::: Passage :::

# Get started!

In [None]:
from pathlib import Path
import polars as pl
from ebrec.utils._constants import *
from ebrec.utils._python import compute_npratio, create_lookup_dict

In [None]:
%pip install matplotlib seaborn
%pip install pyarrow
%pip install pandas
%pip install xlsx2csv

In [None]:
import matplotlib.pyplot as plt
import seaborn as sns
import pandas as pd
import matplotlib.ticker as mticker
from matplotlib.ticker import MaxNLocator

## Help functions

In [None]:
EB_COLOR = "#bd1118"


def save_figure(fig, save_path: str = None) -> None:
    if save_path is not None:
        path = Path(save_path)
        path.parent.mkdir(parents=True, exist_ok=True)
        fig.savefig(path, dpi=300)


def plot_histogram(
    df: pl.DataFrame,
    column_name: str = None,
    stat: str = "density",
    save_path: str = None,
    x_max: int = None,
    y_max: int = None,
    binwidth: int = None,
    num_xticks: int = None,
    num_yticks: int = None,
    fontsize: int = 12,
    bins: int = "auto",
) -> None:
    # =>
    fig, ax = plt.subplots(figsize=(18, 14))
    sns.set_theme(style="whitegrid", font_scale=fontsize / 12)
    sns.histplot(
        data=df,
        x=column_name,
        color=EB_COLOR,
        binwidth=binwidth,
        alpha=0.5,
        stat=stat,
        bins=bins,
    )
    if x_max is not None:
        ax.set_xlim([0, x_max])
    if y_max is not None:
        ax.set_ylim([0, y_max])
    ax.yaxis.set_major_formatter(mticker.ScalarFormatter(useMathText=True))
    ax.xaxis.set_major_locator(MaxNLocator(integer=True, nbins=num_xticks))
    if num_yticks is not None:
        ax.yaxis.set_major_locator(MaxNLocator(nbins=num_yticks, prune="lower"))

    plt.grid(axis="x")
    plt.title("")
    plt.xlabel("")
    plt.ylabel(stat.capitalize())
    plt.ticklabel_format(style="sci", axis="y", scilimits=(0, 0))
    plt.tight_layout()
    save_figure(fig, save_path=save_path)
    plt.show()


def create_bar_plot(
    df: pd.DataFrame,
    x_col: str,
    y_col: str,
    xlabel: str = "",
    ylabel: str = "",
    title: str = None,
    rotation: int = 0,
    fontsize: int = 12,
    colors: list[str] = None,
    y_as_percentage: bool = False,
    y_max: float = None,
    save_path: str = None,
):
    # Set style
    sns.set_theme(style="whitegrid", font_scale=fontsize / 12)
    # Create bar plot
    fig, ax = plt.subplots(figsize=(18, 14))
    ax = sns.barplot(
        data=df,
        x=x_col,
        y=y_col,
        alpha=0.80,
        palette=colors,
        legend=False,
        hue=x_col,
    )

::: Dataset extract :::

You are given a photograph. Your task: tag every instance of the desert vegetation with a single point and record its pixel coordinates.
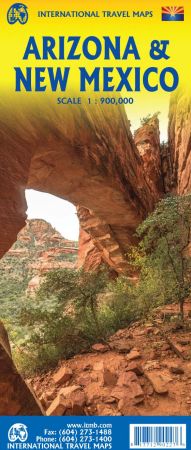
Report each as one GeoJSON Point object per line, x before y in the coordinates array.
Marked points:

:::

■ Problems and tasks:
(1) In the plotting notebook, rewrite the stretch from "if num_yticks is" through "save_figure(fig, save_path=save_path)", replacing "num_yticks" with "y_tick_count".
(2) Carry on the plotting notebook code from the point where it stops.
The listing plays no part in these tasks.

■ Solved tasks:
(1)
if y_tick_count is not None:
        ax.yaxis.set_major_locator(MaxNLocator(nbins=y_tick_count, prune="lower"))

    plt.grid(axis="x")
    plt.title("")
    plt.xlabel("")
    plt.ylabel(stat.capitalize())
    plt.ticklabel_format(style="sci", axis="y", scilimits=(0, 0))
    plt.tight_layout()
    save_figure(fig, save_path=save_path)

(2)
    if y_as_percentage:
        # Format y-axis labels as percentage
        ax.yaxis.set_major_formatter(plt.FuncFormatter(lambda x, _: f"{x:.0%}"))
    if y_max is not None:
        ax.set_ylim([0, y_max])
    if title:
        plt.title(title)

    # Set labels and title
    plt.xlabel(xlabel)
    plt.ylabel(ylabel)
    plt.xticks(rotation=rotation)

    # Remove top and right borders
    # sns.despine()
    plt.tight_layout()
    save_figure(fig, save_path=save_path)
    plt.show()


def create_plot(
    x,
    xlabel: str = "",
    ylabel: str = "",
    title: str = None,
    rotation: int = 0,
    marker: str = "",
    linestyle: str = "-",
    fontsize: int = 12,
    markersize: float = 2.0,
    linewidth: float = 2.0,
    color: str = None,
    y_as_percentage: bool = False,
    y_max: float = None,
    x_max: float = None,
    num_xticks: int = None,
    num_yticks: int = None,
    save_path: str = None,
):
    fig, ax = plt.subplots(figsize=(18, 14))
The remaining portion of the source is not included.